Copy the following records back out word for word, leaving nothing out.

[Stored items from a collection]
● ● ● ●
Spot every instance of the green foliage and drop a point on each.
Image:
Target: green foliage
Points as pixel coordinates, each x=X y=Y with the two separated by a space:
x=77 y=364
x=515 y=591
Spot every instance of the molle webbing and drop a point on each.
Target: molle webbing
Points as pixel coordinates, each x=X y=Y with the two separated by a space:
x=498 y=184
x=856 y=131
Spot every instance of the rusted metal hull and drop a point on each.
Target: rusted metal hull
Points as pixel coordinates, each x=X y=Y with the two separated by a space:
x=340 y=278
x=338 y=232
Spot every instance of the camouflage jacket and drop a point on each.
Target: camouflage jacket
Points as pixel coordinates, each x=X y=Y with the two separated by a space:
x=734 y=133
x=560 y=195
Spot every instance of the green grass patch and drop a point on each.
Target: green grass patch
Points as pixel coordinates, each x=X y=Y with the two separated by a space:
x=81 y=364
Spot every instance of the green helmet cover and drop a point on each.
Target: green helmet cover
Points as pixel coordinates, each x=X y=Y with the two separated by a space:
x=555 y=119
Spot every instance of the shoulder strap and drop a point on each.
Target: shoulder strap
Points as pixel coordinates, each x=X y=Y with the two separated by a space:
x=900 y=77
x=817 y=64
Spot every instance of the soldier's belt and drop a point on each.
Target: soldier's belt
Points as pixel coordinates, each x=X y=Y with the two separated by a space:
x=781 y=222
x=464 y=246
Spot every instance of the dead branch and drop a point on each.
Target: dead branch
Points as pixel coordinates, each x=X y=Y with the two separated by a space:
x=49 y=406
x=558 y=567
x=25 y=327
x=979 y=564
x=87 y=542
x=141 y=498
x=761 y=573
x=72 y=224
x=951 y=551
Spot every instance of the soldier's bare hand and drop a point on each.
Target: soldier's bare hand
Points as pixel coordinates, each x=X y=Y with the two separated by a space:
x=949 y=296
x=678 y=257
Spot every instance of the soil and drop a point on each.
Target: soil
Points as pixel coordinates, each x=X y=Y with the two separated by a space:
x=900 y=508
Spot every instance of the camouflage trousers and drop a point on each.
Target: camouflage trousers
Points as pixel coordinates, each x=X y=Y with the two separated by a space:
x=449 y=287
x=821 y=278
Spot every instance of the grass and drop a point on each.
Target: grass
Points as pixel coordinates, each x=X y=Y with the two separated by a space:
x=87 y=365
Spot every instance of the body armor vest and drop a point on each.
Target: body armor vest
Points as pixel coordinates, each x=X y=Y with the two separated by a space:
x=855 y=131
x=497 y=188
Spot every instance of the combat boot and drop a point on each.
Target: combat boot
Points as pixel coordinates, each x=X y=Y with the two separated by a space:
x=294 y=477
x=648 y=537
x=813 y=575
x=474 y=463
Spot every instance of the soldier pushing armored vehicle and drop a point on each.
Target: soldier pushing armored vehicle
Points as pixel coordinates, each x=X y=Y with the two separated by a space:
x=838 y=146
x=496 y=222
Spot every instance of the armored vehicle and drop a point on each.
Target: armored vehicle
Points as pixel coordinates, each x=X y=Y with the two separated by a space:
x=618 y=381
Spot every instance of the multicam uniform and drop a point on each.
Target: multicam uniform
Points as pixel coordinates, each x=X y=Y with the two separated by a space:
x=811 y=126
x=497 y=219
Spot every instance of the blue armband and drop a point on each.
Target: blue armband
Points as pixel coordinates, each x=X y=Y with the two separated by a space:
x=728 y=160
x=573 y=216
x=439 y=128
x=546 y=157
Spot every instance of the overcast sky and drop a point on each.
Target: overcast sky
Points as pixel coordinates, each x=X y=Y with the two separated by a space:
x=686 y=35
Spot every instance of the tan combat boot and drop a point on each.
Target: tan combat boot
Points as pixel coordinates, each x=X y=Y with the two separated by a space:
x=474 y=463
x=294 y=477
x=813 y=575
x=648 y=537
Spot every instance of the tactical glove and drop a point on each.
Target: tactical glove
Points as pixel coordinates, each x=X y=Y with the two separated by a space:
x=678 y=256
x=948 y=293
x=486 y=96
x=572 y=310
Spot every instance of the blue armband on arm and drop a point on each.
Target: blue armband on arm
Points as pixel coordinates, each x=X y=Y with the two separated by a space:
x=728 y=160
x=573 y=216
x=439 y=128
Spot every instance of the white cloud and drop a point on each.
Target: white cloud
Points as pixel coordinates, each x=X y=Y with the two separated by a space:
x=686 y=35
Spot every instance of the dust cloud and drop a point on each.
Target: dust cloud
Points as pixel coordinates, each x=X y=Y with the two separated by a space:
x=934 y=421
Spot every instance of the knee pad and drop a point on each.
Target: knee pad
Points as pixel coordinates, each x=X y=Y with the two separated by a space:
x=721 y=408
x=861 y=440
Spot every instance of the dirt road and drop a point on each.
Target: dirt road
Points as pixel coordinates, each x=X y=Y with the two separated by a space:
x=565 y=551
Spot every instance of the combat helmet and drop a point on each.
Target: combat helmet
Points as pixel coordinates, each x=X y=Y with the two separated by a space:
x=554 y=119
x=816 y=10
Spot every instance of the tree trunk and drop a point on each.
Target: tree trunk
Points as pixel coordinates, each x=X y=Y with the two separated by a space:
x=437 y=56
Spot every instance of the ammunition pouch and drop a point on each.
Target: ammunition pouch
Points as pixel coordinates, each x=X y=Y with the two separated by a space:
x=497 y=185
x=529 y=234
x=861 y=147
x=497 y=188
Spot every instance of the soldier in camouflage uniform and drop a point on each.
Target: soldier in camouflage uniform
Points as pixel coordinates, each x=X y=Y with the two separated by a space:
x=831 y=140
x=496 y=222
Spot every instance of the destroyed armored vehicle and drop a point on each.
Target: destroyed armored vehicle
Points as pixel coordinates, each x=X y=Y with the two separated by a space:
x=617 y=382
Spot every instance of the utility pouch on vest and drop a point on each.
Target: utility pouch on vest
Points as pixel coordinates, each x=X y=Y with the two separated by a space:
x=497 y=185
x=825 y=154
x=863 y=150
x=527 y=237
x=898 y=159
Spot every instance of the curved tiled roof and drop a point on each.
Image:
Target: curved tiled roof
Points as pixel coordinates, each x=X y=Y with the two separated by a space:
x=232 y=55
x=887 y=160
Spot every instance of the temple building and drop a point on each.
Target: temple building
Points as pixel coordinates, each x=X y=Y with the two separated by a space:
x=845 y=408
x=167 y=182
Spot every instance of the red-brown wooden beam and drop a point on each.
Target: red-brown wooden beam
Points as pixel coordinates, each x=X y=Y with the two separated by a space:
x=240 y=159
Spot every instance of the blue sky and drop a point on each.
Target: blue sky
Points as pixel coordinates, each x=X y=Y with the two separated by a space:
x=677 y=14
● ● ● ●
**PROBLEM SOLUTION:**
Spot every instance of the green foliage and drop a point on each.
Image:
Target: green foliage
Points as pixel coordinates, each x=X y=Y with the two separated by a space:
x=77 y=364
x=515 y=591
Spot every instance of the molle webbing and drop a point on each.
Target: molle webbing
Points as pixel coordinates, each x=X y=Y with the two separated by a space:
x=498 y=184
x=856 y=131
Spot every instance of the rusted metal hull and drop a point on each.
Target: rusted metal hull
Points as pixel coordinates, each x=X y=Y with the two separated by a space:
x=340 y=278
x=338 y=232
Spot every instance of the camouflage jacket and drop a point on each.
Target: camouflage jacket
Points as pixel coordinates, each x=X y=Y with the two separated by a space:
x=734 y=133
x=560 y=195
Spot every instance of the green grass patch and drop a point on each.
Target: green grass patch
Points as pixel coordinates, each x=X y=Y with the two separated by a space:
x=81 y=364
Spot every instance of the green helmet cover and drop a point on each.
Target: green helmet cover
Points as pixel coordinates, each x=X y=Y with the two separated by a space:
x=555 y=119
Spot every instance of the shoulder strap and drop a point on each.
Target: shoulder strap
Points as pixel coordinates, each x=X y=Y with the two separated by a space:
x=900 y=77
x=817 y=64
Spot every instance of the soldier's belt and drop a point on each.
Target: soldier's belt
Points as pixel coordinates, each x=X y=Y with the two separated by a space:
x=781 y=222
x=464 y=246
Spot every instance of the dead branch and drop a point on each.
Target: dead branch
Points as pixel coordinates, each x=X y=Y with the two separated by a space:
x=49 y=406
x=558 y=567
x=25 y=327
x=979 y=564
x=87 y=542
x=141 y=498
x=761 y=573
x=72 y=224
x=951 y=551
Spot every instance of the soldier's bare hand and drop a point on each.
Target: soldier's bare hand
Points as pixel coordinates, each x=X y=Y with the two separated by a space:
x=949 y=296
x=678 y=257
Spot every instance of the soil and drop a point on each.
Target: soil
Points as pixel coordinates, each x=X y=Y with the two separated by a space:
x=900 y=508
Spot every instance of the camouflage trousers and drop a point on each.
Target: camouflage trousers
Points as pixel coordinates, each x=X y=Y with the two separated by a space:
x=449 y=287
x=821 y=278
Spot every instance of the grass and drop a point on each.
Target: grass
Points as pixel coordinates, each x=X y=Y with the two separated by a space:
x=87 y=365
Spot every instance of the body armor vest and drop a point on each.
Target: body armor vest
Points as pixel coordinates, each x=X y=Y with the two separated by a space:
x=855 y=131
x=497 y=188
Spot every instance of the combat boot and drop a point on each.
Target: combat boot
Points as pixel coordinates, each x=X y=Y with the two separated by a space:
x=294 y=477
x=648 y=537
x=813 y=575
x=474 y=463
Spot every instance of the soldier pushing armored vehicle and drop a point on each.
Target: soldier pushing armored vehicle
Points as pixel coordinates, each x=X y=Y with the two separated by a space:
x=838 y=146
x=496 y=222
Spot every instance of the armored vehicle and drop a point on each.
Target: armored vehicle
Points as pixel coordinates, each x=X y=Y with the two separated by a space:
x=618 y=381
Spot every instance of the multicam uniform and drop a point on each.
Target: multicam uniform
Points as pixel coordinates, each x=X y=Y with the two separated by a space:
x=811 y=126
x=497 y=219
Spot every instance of the blue armband and drop a point on each.
Target: blue armband
Points as pixel coordinates, each x=X y=Y with the two separated by a space:
x=728 y=160
x=573 y=216
x=439 y=128
x=546 y=157
Spot every instance of the overcast sky and drop a point on each.
Target: overcast sky
Points as pixel coordinates, each x=X y=Y with the two separated by a space:
x=686 y=35
Spot every instance of the tan combat boot and drop a point on each.
Target: tan combat boot
Points as pixel coordinates, each x=X y=Y with the two separated by a space:
x=474 y=463
x=294 y=477
x=813 y=575
x=648 y=537
Spot every instance of the tactical glove and drop a point on each.
Target: tactical glove
Points as pixel coordinates, each x=X y=Y with the two separated by a space:
x=678 y=256
x=948 y=293
x=486 y=96
x=572 y=310
Spot every instance of the blue armband on arm and drop a point on each.
Target: blue armband on arm
Points as pixel coordinates, each x=X y=Y with the two separated by a space:
x=728 y=160
x=573 y=216
x=439 y=128
Spot every instance of the white cloud and drop a point on each.
Target: white cloud
Points as pixel coordinates, each x=X y=Y with the two separated by a space:
x=686 y=35
Spot every instance of the dust cloud and drop a point on each.
Target: dust cloud
Points as pixel coordinates, each x=X y=Y with the two separated by a space:
x=934 y=421
Spot every instance of the knee pad and drop a point on each.
Target: knee pad
Points as pixel coordinates, each x=X y=Y with the two separated by a space:
x=721 y=408
x=861 y=440
Spot every instance of the dirt road and drop a point on each.
Target: dirt road
Points as pixel coordinates, each x=X y=Y with the two separated by a space:
x=565 y=551
Spot every instance of the combat helmet and drop a point on each.
Target: combat helmet
Points as pixel coordinates, each x=X y=Y with the two separated by a space:
x=554 y=119
x=816 y=10
Spot every instance of the tree trunk and drop a point on each.
Target: tree trunk
Points as pixel coordinates, each x=X y=Y with the two separated by a space:
x=437 y=56
Spot every instance of the ammunition pouch and drop a point on each.
Target: ammunition pouch
Points as pixel coordinates, each x=X y=Y with the two separated by a space:
x=497 y=185
x=529 y=234
x=861 y=147
x=497 y=188
Spot every instance of the soldier in camouflage uniform and drop a point on each.
Target: soldier in camouflage uniform
Points as pixel coordinates, each x=X y=Y with the two separated by a space:
x=831 y=140
x=496 y=222
Spot every instance of the destroyed armored vehicle and drop a point on each.
Target: destroyed armored vehicle
Points as pixel coordinates, each x=X y=Y with the two separated by a space:
x=617 y=382
Spot every instance of the utility pouch on vest and drop a point on each.
Target: utility pouch on vest
Points as pixel coordinates, each x=X y=Y with the two separated by a space:
x=497 y=185
x=825 y=154
x=863 y=150
x=527 y=237
x=898 y=159
Spot every instance of the curved tiled roof and drop a point on each.
Image:
Target: curved tiled roof
Points as pixel coordinates, each x=X y=Y with the two separated by a space:
x=232 y=55
x=887 y=160
Spot every instance of the temple building and drop a point on each.
Target: temple building
Points as pixel coordinates, each x=X y=Y with the two separated by a space:
x=845 y=408
x=167 y=182
Spot every instance of the red-brown wooden beam and drop a point on each.
Target: red-brown wooden beam
Points as pixel coordinates, each x=X y=Y with the two separated by a space:
x=240 y=159
Spot every instance of the blue sky and drop a point on each.
Target: blue sky
Points as pixel coordinates, each x=X y=Y with the two separated by a space:
x=677 y=14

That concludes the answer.